■ DOCUMENT PASSAGE

One New Change, London, by Jean Nouvel
While the form of Jean Nouvel’s One New Change is designed to respect views of St Paul’s Cathedral, the mixed-use scheme has an exotic geometry that contrasts with its ’polite’ neighbours
Building next to St Paul’s is always going to be tricky. As the epicentre of London’s vain attempt to impose some kind of rationale on the beautiful mess of its development, the cathedral – particularly its dome – has become the arbitrary datum from which everything must be judged. Not only is it the fulcrum of a lopsided starburst of viewing corridors, which radiate out to the suburbs from its sacred centre, but it sets the height beneath which all its neighbours must kowtow to preserve its premier position on the skyline. It is the symbolic kernel around which the whole city is deferentially choreographed. Add to this the quagmire of objections and constraints to building in such a sensitive location, and it is a miracle that a project so brazenly modern as Jean Nouvel’s glistening mixed-use mountain ever made it to fruition.
But the constrained context is precisely why Nouvel’s scheme succeeded in wooing the powers that be.
The creation myth goes that the striking Frenchman turned up to the first planning meeting, smothered in his trademark black suit and broad-brimmed black hat like some exotic witch doctor, only to present the assembled worthies with an Airfix model of a Stealth bomber. Just as the form of the plane was modelled to avoid detection, so too would his building be deftly carved and folded to limbo beneath the matrix of viewing corridors and height limits to comply with – nay, celebrate – the restrictions of the site.
This performance must have tickled Peter Rees no end. The chief planner of the City proudly told BD in August that “there’s only one tool of development control that really works – and which I possess – and that is a low threshold for boredom”. Toy props and thrilling plane metaphors are clearly good ways of holding even the shortest of attention spans.
And so, true to word, the building’s envelope is a direct representation of the invisible forces that mould the site. The vast city block is conceived as a single mass, out of which the sightlines stretching from Greenwich Park and Blackheath Point have been carved, and the cathedral’s height restrictions subtracted. For the sake of long-term consistency, the height limits still operate on a system developed in the 1930s by Godfrey Allen, then surveyor to St Paul’s, who converted the sightlines into a grid of maximum building spot-heights. Going beyond simple spot-heights, the City’s supplementary planning guidance now talks of how this height grid actually represents “a complex three-dimensional surface of inclined planes and occasional ’cliffs’ where significantly different sightlines coincide”.
This was music to Nouvel’s ears: a free licence to actualise this imaginary terrain of inclined planes and jaunty facets – a wilful form made acceptable for being directly “generated” by the rules. Just as the paintings of Hugh Ferriss predicted how New York’s setback policies would lead to the soaring, stepped skyline of Thirties Manhattan, so too would Nouvel’s angular form be a physical hymn to London’s own attempt at a spatial code.
The polished panels, mirrored columns, and recessed red lighting give the impression of a gaudy strip club
But while Ferriss illustrated a four-stage process, from maximum envelope, through facade modulation, to refinement of the elevation, Nouvel has chosen to express the resultant volume in all its lumpen glory – and dressed the form in the triangulated, faceted skin of a low-resolution computer model, just in case you didn’t get the joke.

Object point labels

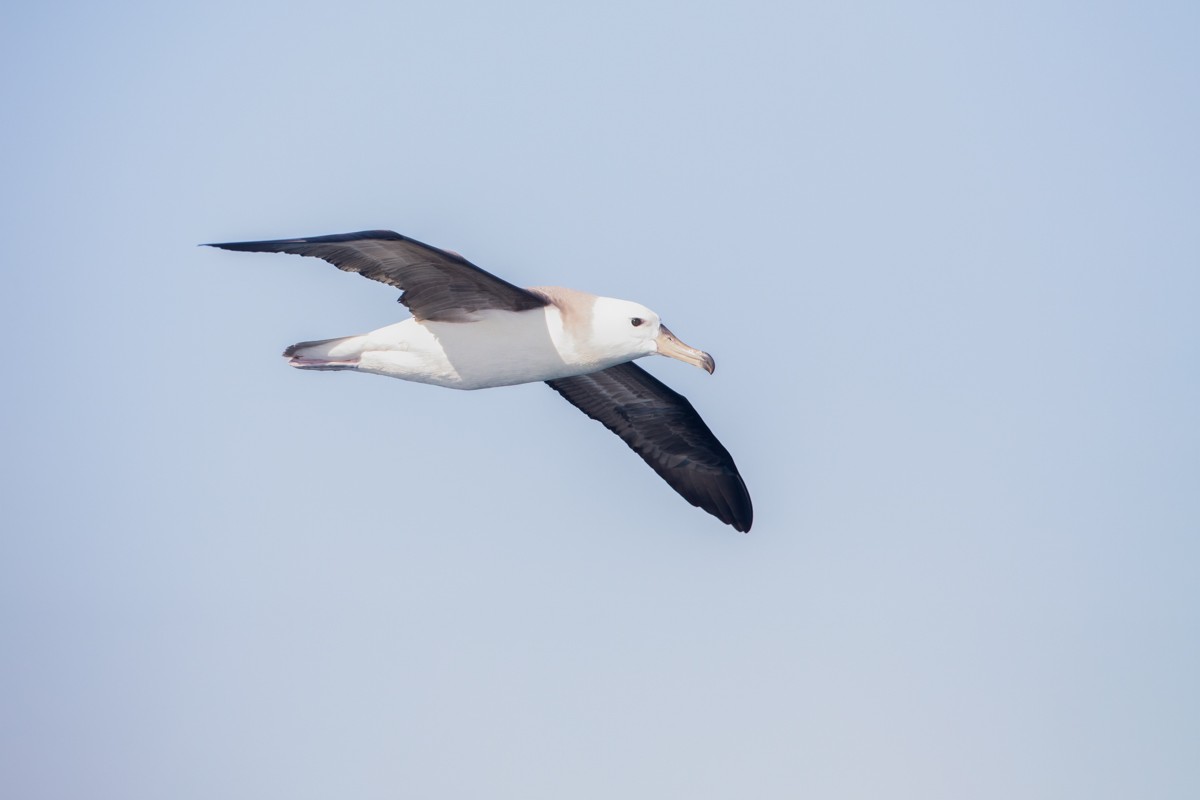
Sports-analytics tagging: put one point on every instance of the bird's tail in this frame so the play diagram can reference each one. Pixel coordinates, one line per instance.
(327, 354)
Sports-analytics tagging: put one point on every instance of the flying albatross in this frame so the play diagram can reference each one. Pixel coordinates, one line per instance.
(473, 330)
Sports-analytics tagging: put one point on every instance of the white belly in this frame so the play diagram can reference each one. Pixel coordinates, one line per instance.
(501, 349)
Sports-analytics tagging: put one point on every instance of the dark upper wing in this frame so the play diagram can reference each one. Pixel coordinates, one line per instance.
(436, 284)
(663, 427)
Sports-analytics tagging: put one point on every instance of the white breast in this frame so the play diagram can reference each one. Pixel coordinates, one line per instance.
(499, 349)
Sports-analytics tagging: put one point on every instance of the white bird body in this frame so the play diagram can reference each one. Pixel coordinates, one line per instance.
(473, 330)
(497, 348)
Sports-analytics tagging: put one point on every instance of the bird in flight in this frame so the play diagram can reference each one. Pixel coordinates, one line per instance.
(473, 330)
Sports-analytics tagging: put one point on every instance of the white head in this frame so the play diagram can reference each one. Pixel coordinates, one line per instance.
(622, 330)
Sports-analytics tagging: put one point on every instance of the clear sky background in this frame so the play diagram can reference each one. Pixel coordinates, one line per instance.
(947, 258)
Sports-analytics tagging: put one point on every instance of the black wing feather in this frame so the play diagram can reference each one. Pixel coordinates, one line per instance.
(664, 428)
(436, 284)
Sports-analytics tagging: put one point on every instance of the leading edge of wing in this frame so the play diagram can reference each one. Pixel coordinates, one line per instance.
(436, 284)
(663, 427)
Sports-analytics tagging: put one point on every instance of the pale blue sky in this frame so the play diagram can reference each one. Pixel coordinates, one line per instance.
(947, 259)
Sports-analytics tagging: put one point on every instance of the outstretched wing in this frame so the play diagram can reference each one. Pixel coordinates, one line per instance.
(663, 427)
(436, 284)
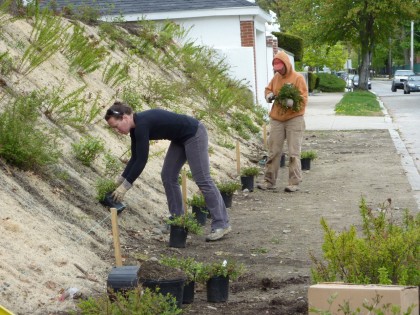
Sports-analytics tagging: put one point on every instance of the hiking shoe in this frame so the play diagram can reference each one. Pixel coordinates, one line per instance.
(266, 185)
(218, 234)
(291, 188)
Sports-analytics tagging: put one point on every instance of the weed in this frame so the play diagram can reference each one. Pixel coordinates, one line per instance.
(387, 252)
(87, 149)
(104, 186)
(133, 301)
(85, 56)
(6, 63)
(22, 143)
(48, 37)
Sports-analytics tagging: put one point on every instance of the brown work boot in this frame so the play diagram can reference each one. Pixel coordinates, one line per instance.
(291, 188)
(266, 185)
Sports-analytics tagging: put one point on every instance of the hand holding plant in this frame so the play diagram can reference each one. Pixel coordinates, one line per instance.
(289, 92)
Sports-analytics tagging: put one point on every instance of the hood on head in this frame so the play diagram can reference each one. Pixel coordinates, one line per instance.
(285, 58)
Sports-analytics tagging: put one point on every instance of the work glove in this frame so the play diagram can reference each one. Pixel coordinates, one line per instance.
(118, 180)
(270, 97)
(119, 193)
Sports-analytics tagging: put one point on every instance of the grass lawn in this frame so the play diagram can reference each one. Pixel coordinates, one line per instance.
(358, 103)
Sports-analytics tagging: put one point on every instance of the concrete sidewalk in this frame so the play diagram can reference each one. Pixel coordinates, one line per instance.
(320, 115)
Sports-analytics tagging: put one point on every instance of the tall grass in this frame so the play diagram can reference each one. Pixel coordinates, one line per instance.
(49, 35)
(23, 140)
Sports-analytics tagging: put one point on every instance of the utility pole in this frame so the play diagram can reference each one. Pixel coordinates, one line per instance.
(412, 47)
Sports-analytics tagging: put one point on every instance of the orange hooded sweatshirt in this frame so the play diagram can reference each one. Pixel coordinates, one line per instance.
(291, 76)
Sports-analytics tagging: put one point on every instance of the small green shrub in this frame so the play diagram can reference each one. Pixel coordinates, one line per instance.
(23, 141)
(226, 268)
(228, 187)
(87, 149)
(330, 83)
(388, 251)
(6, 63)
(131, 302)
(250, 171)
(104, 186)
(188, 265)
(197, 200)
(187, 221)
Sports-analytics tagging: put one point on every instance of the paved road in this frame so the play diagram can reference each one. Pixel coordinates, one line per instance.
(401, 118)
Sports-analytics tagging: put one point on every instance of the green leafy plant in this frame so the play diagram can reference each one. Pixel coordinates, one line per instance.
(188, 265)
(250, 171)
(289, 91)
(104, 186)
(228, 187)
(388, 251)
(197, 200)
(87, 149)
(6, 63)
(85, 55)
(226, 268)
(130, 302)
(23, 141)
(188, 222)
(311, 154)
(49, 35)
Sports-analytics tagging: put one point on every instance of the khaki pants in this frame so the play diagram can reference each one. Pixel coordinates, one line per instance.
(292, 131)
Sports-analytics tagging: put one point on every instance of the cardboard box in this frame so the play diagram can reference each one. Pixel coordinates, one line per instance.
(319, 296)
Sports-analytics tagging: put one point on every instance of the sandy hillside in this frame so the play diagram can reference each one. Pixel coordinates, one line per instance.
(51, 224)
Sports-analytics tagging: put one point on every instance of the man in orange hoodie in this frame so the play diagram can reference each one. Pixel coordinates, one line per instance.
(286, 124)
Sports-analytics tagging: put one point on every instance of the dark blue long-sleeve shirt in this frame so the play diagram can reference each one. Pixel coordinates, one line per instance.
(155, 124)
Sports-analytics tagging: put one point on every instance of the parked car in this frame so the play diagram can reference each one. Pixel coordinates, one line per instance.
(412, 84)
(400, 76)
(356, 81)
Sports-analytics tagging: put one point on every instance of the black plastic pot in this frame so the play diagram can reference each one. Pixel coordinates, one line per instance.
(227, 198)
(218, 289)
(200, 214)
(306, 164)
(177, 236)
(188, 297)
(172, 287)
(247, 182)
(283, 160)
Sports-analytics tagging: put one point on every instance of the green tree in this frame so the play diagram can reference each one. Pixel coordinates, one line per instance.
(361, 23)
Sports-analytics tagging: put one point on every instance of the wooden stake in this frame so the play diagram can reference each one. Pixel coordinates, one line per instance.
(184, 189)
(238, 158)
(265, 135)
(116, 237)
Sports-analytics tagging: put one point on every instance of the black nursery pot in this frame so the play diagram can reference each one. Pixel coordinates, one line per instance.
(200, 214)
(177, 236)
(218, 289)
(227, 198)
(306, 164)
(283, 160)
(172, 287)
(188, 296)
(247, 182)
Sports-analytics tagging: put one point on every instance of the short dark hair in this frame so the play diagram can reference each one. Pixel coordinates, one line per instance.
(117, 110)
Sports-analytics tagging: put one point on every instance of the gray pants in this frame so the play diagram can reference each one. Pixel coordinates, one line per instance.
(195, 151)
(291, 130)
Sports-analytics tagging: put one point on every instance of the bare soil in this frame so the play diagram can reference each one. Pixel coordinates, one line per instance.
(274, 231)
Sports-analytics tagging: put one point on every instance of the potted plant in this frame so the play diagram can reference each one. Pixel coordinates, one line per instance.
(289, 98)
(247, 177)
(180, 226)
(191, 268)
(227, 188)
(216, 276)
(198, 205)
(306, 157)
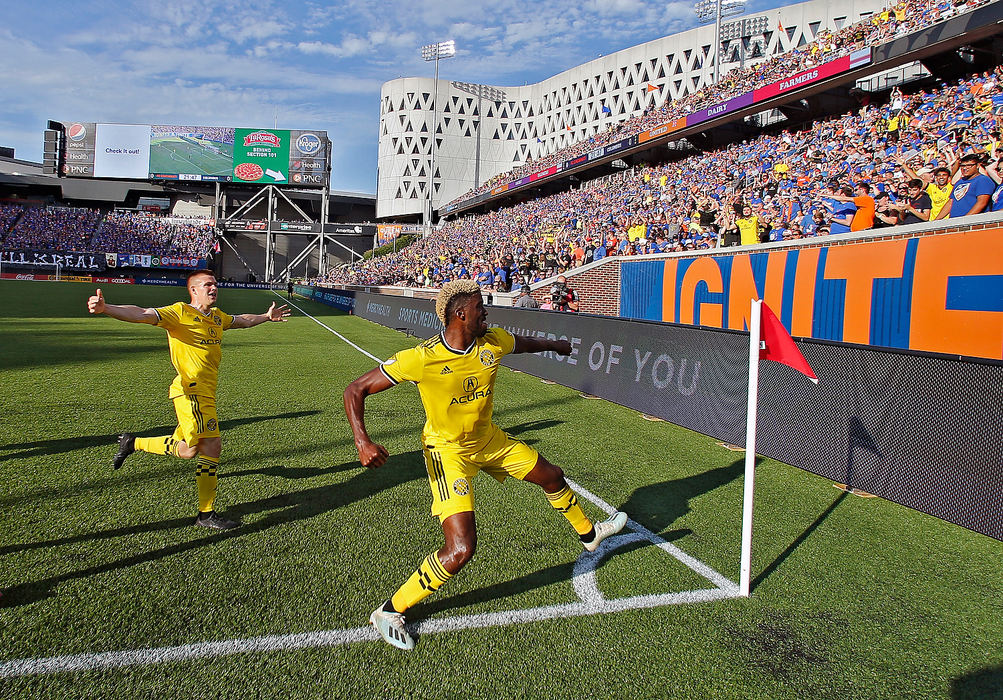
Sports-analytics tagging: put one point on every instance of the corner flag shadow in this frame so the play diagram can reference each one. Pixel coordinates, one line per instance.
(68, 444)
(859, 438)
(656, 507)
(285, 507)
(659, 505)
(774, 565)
--
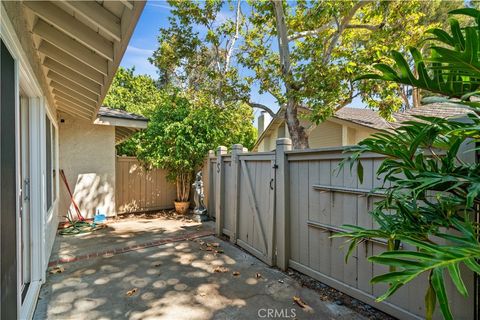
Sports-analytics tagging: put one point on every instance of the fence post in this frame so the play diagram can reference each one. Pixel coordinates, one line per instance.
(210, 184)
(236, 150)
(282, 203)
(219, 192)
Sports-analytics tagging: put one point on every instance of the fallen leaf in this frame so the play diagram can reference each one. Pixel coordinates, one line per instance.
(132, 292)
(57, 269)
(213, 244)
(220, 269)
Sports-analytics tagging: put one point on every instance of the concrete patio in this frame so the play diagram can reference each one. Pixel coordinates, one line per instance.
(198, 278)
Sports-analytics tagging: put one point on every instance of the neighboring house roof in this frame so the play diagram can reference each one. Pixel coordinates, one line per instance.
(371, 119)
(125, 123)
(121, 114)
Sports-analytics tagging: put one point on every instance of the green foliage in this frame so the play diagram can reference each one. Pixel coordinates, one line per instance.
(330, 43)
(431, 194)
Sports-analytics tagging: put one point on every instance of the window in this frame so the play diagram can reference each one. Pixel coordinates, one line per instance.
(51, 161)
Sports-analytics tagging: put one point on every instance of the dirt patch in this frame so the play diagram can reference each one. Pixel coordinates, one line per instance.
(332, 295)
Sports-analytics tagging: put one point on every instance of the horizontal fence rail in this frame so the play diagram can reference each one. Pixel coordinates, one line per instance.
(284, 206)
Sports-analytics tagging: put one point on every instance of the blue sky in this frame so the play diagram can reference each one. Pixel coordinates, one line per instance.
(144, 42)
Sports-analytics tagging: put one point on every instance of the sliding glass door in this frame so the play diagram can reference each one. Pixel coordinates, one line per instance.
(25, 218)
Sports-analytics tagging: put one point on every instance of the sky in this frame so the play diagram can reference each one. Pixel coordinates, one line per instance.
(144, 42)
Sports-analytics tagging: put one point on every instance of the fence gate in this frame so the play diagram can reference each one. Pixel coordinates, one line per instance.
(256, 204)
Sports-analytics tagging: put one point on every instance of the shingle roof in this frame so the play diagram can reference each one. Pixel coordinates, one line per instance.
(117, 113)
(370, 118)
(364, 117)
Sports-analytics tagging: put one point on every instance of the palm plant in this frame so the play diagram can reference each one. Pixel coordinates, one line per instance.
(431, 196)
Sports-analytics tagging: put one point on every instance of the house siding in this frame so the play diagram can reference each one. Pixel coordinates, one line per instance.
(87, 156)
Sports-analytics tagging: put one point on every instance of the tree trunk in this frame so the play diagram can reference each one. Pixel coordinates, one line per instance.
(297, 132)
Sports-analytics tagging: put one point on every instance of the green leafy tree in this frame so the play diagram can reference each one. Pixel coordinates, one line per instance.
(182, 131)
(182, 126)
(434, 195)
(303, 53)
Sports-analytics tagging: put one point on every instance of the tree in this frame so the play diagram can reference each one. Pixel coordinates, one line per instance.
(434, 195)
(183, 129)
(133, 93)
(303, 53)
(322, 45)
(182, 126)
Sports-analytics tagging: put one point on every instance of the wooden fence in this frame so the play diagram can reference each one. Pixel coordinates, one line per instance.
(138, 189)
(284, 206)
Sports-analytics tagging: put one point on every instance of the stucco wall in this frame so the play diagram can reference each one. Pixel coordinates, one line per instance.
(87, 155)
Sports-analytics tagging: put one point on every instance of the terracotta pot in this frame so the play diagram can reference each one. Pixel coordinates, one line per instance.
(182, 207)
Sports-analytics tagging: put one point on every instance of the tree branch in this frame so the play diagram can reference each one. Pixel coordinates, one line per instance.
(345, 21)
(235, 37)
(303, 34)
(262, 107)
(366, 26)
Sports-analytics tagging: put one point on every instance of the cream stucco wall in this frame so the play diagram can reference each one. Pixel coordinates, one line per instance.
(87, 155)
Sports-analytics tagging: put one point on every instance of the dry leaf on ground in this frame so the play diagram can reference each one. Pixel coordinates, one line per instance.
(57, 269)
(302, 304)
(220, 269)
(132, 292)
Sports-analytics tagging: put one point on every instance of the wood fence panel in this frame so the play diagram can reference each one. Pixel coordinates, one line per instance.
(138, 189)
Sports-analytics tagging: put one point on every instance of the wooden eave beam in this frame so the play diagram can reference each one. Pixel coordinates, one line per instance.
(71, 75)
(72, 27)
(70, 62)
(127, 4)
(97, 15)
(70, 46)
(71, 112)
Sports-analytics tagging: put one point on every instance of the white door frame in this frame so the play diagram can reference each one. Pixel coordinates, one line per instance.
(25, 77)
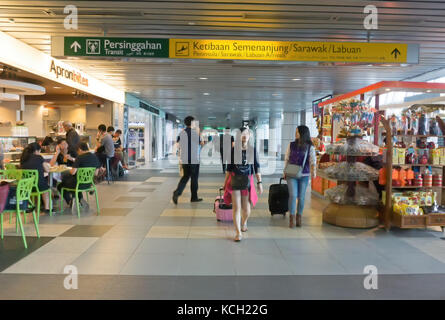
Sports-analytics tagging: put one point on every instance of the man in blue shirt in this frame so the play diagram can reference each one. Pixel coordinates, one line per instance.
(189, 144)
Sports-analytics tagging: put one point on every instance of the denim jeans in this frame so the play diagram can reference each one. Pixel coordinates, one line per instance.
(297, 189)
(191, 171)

■ JOB A
In the One New Change article, replace "Stealth bomber" with "fighter jet" and write out the passage starting with "But the constrained" and going on through "of the site.".
■ JOB B
Name every person the One New Change article mentions by name.
The listing is separate material and has no connection to the article on One New Change.

■ COMPLETE OUTPUT A
But the constrained context is precisely why Nouvel’s scheme succeeded in wooing the powers that be.
The creation myth goes that the striking Frenchman turned up to the first planning meeting, smothered in his trademark black suit and broad-brimmed black hat like some exotic witch doctor, only to present the assembled worthies with an Airfix model of a fighter jet. Just as the form of the plane was modelled to avoid detection, so too would his building be deftly carved and folded to limbo beneath the matrix of viewing corridors and height limits to comply with – nay, celebrate – the restrictions of the site.

■ COMPLETE OUTPUT B
Jean Nouvel
Peter Rees
Godfrey Allen
Hugh Ferriss